▸ **PARTS OF THE EXERCISE**
a – Please answer these three questions using the judicial discipline passage:
(i) How much money did the California judge keep from one of the principals in the investment scheme?
(ii) Which court publicly admonished the judge in In the Matter of Shanley?
(iii) On what date did the Washington State Commission on Judicial Conduct issue the order in In re Amato?
b – Continue the judicial discipline passage from the point where it stops.

>> start GIVEN PASSAGE

20 years ago this month:

  • Pursuant to a stipulation for discipline by consent conditioned on the judge’s irrevocable retirement from judicial office, the California Commission on Judicial Performance publicly censured a judge for (1) his promotion of and participation in a dubious investment scheme, including keeping a payment of $20,000 from one of the principals even though he knew that the investors had not received any of the profits they had been promised and despite knowing that the principals had all been convicted at trial of or pled guilty to federal criminal offenses; (2) telling some investors that he believed their profits would be forthcoming and otherwise discouraging them from complaining to government authorities; (3) instructing court staff to put calls from the principals in the investment scheme through to him on the bench or in his chambers; (4) avoiding his financial obligations over a lengthy period by writing worthless checks, making false promises and misrepresentations to creditors, and otherwise engaging in delaying tactics; and (5) on numerous occasions, remanding defendants based on his “smell test” of the defendants’ hair and/or his examination of their eyes.  Inquiry Concerning Aaron (California Commission on Judicial Performance July 8, 2002) .
  • The New York Court of Appeals publicly admonished a judge a judge for referring to herself as a “graduate” of the judicial law courses that she took in her capacity as court clerk.  In the Matter of Shanley, 774 N.E.2d 735 (New York 2002).
  • Affirming a decision by the State Commission on Judicial Conduct, a Texas Special Court of Review publicly reprimanded a judge who had engaged in a personal vendetta to destroy the reputation of a young prosecutor; used profane, distasteful, and inappropriate language in a letter to the district attorney; and publicly attacked the district attorney’s office by sending the letter to the media.  In re Davis, 82 S.W.2d 140 (Texas Special Court of Review 2002).

What they said that got them in trouble so far in 2022

  • “You’re setting yourself up, sir, to be Bubba’s new best girlfriend at the state penitentiary.  I hope you realize that.  That may hopefully give you a graphic image to think about. . . .   And if you think I’m kidding, I’m not. . . .  The folks at the penitentiary have mothers and sisters and nieces and cousins that they do not want someone out there abusing.  And they will take that out on you, at the penitentiary.  So think about that because you’re racking up felonies at this point.”  Judge to defendant during arraignment on domestic violence charge.  In re Amato, Stipulation, agreement, and order (Washington State Commission on Judicial Conduct June 24, 2022) (admonishment).
  • “Kicked that motherf***er’s a**.”  Judge when he believed that he was no longer on the line after a telephonic hearing had adjourned but, in fact, when the attorneys could still hear him.  In re Dixon, Stipulation, agreement, and order (Washington State Commission on Judicial Conduct June 24, 2022) (admonishment).

>> end GIVEN PASSAGE
>> start STORED DATA

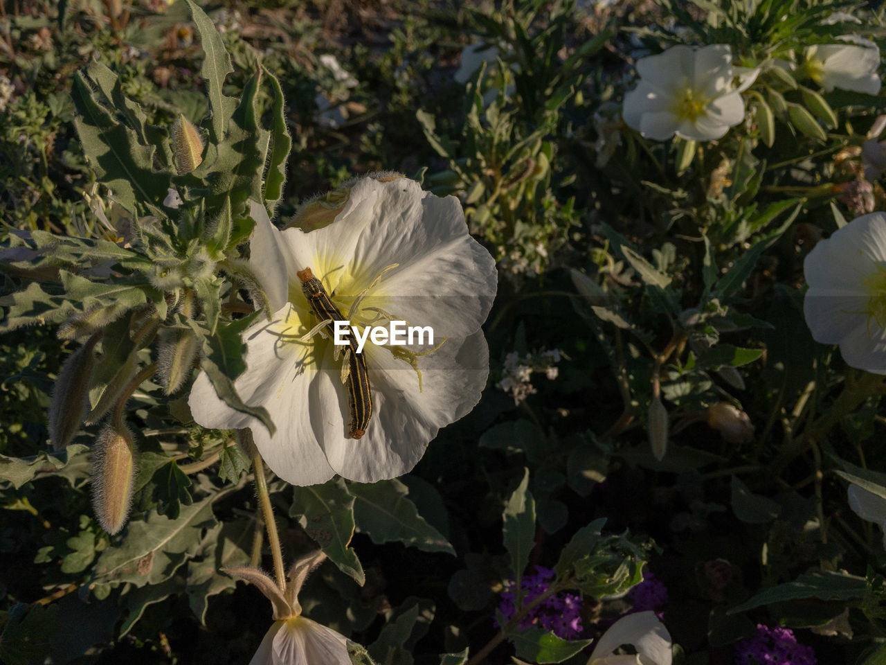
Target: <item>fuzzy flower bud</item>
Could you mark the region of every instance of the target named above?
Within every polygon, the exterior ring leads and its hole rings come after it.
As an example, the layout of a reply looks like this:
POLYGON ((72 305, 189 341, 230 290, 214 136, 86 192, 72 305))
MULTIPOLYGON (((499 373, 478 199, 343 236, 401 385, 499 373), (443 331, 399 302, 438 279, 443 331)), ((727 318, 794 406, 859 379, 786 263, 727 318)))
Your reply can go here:
POLYGON ((190 330, 164 331, 158 352, 158 367, 167 395, 178 390, 190 375, 199 343, 190 330))
POLYGON ((728 402, 708 407, 708 425, 730 443, 748 443, 754 438, 754 426, 748 414, 728 402))
POLYGON ((667 452, 667 409, 662 403, 661 397, 656 395, 649 404, 649 445, 652 447, 652 454, 659 462, 664 458, 667 452))
POLYGON ((107 426, 92 450, 92 506, 112 536, 126 523, 136 480, 136 445, 125 426, 107 426))
POLYGON ((97 341, 98 335, 93 335, 68 356, 56 378, 49 415, 50 441, 53 450, 61 450, 70 443, 86 417, 94 364, 92 349, 97 341))
POLYGON ((178 114, 172 126, 172 145, 179 176, 190 173, 203 161, 203 138, 183 113, 178 114))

>> end STORED DATA

▸ **EXERCISE RESPONSES**
a –
(i) $20,000
(ii) The New York Court of Appeals
(iii) June 24, 2022

b –
  • “Well we’re going to proceed to a jury trial, so your plea has to be not guilty.”  Judge to defendant who wanted to plead guilty.  Public Reprimand of Wilson and Order of Additional Education (Texas State Commission on Judicial Conduct June 8, 2022).
  • “I’m pleading you guilty.”  Judge after questioning unrepresented defendant about the reasons he failed to appear at a prior court date and using his answers to coerce him to plead guilty.  Rummer, Order (Arizona Commission on Judicial Conduct May 24, 2022) (reprimand).
  • “I’ll tell you when I’m coming back.  It’s not going to be today.  You get your client under control or I am going to tear him up on the stand.  Do you understand me? . . .  He talks over me one more time, I am going to rule summarily against him.  Do you understand that?”  Judge, loudly to the point of yelling, to husband’ counsel in civil action, before leaving the courtroom and failing to the return to the bench to continue hearing the case.  In re Placey, Opinion and order (Pennsylvania Court of Judicial Discipline February 14, 2022) (reprimand of former judge for rude, loud outbursts towards counsel and witnesses in 6 cases).
  • “Playing games” and “being a consistent problem in court.”  Judge to defense counsel.  Public Reprimand of Mullin (Texas State Commission on Judicial Conduct March 4, 2022) (reprimand for this and other misconduct).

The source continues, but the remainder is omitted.